SUPPLIED INFORMATION:
-- Opening Marker --
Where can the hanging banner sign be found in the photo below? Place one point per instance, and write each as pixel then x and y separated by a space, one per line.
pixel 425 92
-- Closing Marker --
-- Opening Marker --
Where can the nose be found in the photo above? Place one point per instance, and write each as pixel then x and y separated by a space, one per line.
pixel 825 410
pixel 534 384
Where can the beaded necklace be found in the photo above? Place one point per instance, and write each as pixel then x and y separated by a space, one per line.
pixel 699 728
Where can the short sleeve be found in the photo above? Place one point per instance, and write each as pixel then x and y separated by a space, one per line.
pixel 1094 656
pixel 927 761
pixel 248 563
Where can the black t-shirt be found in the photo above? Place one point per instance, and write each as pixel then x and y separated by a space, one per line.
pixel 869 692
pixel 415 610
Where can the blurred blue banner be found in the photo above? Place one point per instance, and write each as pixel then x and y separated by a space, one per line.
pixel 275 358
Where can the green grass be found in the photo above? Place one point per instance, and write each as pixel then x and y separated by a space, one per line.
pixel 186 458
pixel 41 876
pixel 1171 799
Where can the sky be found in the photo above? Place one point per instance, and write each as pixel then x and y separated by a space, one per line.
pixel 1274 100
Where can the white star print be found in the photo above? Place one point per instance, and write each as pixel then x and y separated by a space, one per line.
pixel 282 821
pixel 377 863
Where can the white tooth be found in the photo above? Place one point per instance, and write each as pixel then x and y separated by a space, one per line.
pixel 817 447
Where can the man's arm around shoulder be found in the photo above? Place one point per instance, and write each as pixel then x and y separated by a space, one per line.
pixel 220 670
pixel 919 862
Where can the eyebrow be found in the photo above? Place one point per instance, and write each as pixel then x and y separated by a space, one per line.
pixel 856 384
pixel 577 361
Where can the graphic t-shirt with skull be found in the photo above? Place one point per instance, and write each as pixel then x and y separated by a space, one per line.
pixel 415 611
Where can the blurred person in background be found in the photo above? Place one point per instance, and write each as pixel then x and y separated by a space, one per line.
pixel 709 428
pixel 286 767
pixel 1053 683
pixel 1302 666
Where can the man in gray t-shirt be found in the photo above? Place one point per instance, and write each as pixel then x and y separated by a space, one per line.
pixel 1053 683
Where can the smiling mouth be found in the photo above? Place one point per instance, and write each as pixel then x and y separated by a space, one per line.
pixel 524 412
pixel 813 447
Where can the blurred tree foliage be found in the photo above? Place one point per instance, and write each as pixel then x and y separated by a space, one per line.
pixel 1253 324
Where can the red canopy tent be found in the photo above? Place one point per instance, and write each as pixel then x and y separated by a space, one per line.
-- Closing Marker --
-- Opening Marker --
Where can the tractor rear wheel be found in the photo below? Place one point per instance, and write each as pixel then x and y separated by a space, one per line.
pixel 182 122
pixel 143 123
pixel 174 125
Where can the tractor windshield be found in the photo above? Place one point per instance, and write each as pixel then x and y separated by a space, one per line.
-- Closing Marker --
WHAT TO PRODUCE: In the listing above, locate the line containing "Where can the sky" and the line containing "Where can the red". Transcribe those two lines and everything between them, exactly as written.

RESPONSE FOR THIS EXERCISE:
Where can the sky be found in the photo above? Place one point per instance, and write each as pixel then x and y separated by a space, one per line.
pixel 1274 100
Where can the white star print be found in the photo above? Place one point per instance, and write each as pixel then x and y separated by a space, one per line.
pixel 282 821
pixel 377 863
Where can the white tooth be found in the photo above? Place one point per instance, and write each as pixel then x and y separated by a space, one per line.
pixel 817 447
Where can the man's arm around shoulder be found in the photo above? Place one point per instance, and write each as pixel then x and y separated by a space, one per line.
pixel 220 670
pixel 919 862
Where can the eyebrow be found in the photo above? Place one point per instance, and write each as pixel then x and y separated by a space, one per line.
pixel 856 384
pixel 577 361
Where can the graphic t-shirt with skull be found in the photo above? Place one point per instance, and write each as pixel then x and y separated by a space, one per line.
pixel 415 611
Where can the blurred person in background be found in the photo above? Place one point per instance, and write each as pixel then x and y separated by a space, one per line.
pixel 709 428
pixel 286 767
pixel 1053 683
pixel 1302 666
Where can the man in gray t-shirt be found in the photo above? Place one point per instance, and write each as pixel then x and y separated by a space, one per line.
pixel 1053 683
Where can the smiling mouth be found in the photo above? Place one point per instance, and write each as pixel then x and y separated by a space, one per line.
pixel 524 412
pixel 813 447
Where can the blurred tree foliage be found in the photo above? Place one point per instance, and write each as pixel then x and y separated by a space, one per line.
pixel 1253 324
Where can the red canopy tent be found in the photo above? Place one point per instance, and write each as pixel then x and y separated by a space, one per line.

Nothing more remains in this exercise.